* [Work instructions]: What follows are records. Restate all of them word for word.

* [Exercise materials]:
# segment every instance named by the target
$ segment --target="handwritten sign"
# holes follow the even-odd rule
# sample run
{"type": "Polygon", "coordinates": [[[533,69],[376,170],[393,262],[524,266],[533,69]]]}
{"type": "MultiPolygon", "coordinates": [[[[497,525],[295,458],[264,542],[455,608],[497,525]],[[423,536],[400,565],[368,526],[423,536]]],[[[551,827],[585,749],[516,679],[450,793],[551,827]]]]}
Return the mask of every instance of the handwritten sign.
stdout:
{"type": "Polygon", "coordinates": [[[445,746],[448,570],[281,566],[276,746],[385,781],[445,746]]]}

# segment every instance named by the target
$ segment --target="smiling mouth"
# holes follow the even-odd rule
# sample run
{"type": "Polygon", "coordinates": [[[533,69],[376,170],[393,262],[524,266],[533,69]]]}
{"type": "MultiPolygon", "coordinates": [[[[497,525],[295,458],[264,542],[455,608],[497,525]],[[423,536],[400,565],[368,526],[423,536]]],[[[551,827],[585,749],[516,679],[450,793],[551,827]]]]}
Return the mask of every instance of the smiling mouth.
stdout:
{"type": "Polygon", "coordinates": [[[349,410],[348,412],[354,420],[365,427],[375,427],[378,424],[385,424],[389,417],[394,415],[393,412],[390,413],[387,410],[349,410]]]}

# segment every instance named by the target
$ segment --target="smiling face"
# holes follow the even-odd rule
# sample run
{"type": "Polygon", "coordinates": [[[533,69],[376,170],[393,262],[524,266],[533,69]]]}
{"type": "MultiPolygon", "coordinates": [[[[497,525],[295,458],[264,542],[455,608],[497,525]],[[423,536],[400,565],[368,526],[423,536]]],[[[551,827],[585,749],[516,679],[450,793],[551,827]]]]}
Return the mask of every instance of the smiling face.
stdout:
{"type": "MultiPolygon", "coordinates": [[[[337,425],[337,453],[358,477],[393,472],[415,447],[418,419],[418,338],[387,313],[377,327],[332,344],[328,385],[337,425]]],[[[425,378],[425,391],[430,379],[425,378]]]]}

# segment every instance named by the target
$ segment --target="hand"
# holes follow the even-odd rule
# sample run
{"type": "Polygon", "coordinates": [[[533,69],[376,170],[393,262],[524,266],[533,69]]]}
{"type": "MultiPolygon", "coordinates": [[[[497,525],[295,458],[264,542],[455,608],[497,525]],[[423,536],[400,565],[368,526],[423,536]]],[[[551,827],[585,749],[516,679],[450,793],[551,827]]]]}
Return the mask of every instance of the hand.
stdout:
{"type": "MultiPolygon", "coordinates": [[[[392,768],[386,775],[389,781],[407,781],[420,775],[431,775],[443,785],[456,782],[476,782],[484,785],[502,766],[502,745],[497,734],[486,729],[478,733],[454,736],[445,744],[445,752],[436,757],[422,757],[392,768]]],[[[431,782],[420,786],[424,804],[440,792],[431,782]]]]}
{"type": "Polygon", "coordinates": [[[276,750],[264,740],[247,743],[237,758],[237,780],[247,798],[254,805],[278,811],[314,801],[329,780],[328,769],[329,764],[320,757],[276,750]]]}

* [Exercise answer]:
# segment every instance named by the target
$ segment --target="handwritten sign"
# holes follow the even-odd rule
# sample run
{"type": "Polygon", "coordinates": [[[533,69],[376,170],[393,262],[524,266],[533,69]]]}
{"type": "MultiPolygon", "coordinates": [[[[497,525],[295,458],[264,542],[455,608],[497,525]],[[423,536],[400,565],[368,526],[423,536]]],[[[551,827],[585,749],[516,679],[450,793],[551,827]]]]}
Return the mask of every instance of the handwritten sign.
stdout:
{"type": "Polygon", "coordinates": [[[445,746],[448,570],[281,566],[276,746],[385,781],[445,746]]]}

# segment every instance named by the target
$ segment --target="smiling mouth"
# holes follow the even-odd rule
# sample run
{"type": "Polygon", "coordinates": [[[533,69],[376,170],[393,262],[524,266],[533,69]]]}
{"type": "MultiPolygon", "coordinates": [[[[497,525],[295,458],[264,542],[455,608],[497,525]],[[423,536],[400,565],[368,526],[423,536]]],[[[551,827],[585,749],[516,679],[450,793],[551,827]]]]}
Return the mask of every instance of the smiling mouth.
stdout:
{"type": "Polygon", "coordinates": [[[349,410],[348,412],[354,420],[365,427],[375,427],[378,424],[385,424],[389,417],[394,415],[393,412],[390,413],[387,410],[349,410]]]}

# segment every instance named by the target
$ segment --target="smiling face"
# holes follow the even-odd rule
# sample run
{"type": "Polygon", "coordinates": [[[533,69],[376,170],[393,262],[524,266],[533,69]]]}
{"type": "MultiPolygon", "coordinates": [[[[497,525],[295,458],[264,542],[455,608],[497,525]],[[423,536],[400,565],[368,526],[423,536]]],[[[551,827],[585,749],[516,679],[450,793],[551,827]]]]}
Return the mask of every instance of the smiling face.
stdout:
{"type": "MultiPolygon", "coordinates": [[[[337,425],[337,453],[358,477],[393,472],[415,447],[418,419],[418,338],[387,313],[377,327],[332,344],[328,385],[337,425]]],[[[425,378],[425,391],[430,379],[425,378]]]]}

# segment every instance named by the target
$ segment --target="hand"
# holes follow the even-odd rule
# sample run
{"type": "Polygon", "coordinates": [[[533,69],[376,170],[393,262],[524,266],[533,69]]]}
{"type": "MultiPolygon", "coordinates": [[[[497,525],[295,458],[264,542],[455,608],[497,525]],[[423,536],[400,565],[368,526],[423,536]]],[[[551,827],[585,749],[516,679],[450,793],[551,827]]]]}
Return the mask of every instance of the hand.
stdout:
{"type": "MultiPolygon", "coordinates": [[[[392,768],[386,775],[389,781],[407,781],[420,775],[431,775],[443,785],[456,782],[476,782],[484,785],[502,766],[502,745],[497,734],[486,729],[478,733],[454,736],[445,744],[445,752],[436,757],[422,757],[392,768]]],[[[431,782],[420,786],[424,804],[440,792],[431,782]]]]}
{"type": "Polygon", "coordinates": [[[276,750],[264,740],[247,743],[237,758],[237,780],[247,798],[254,805],[278,811],[314,801],[329,780],[328,769],[329,764],[320,757],[276,750]]]}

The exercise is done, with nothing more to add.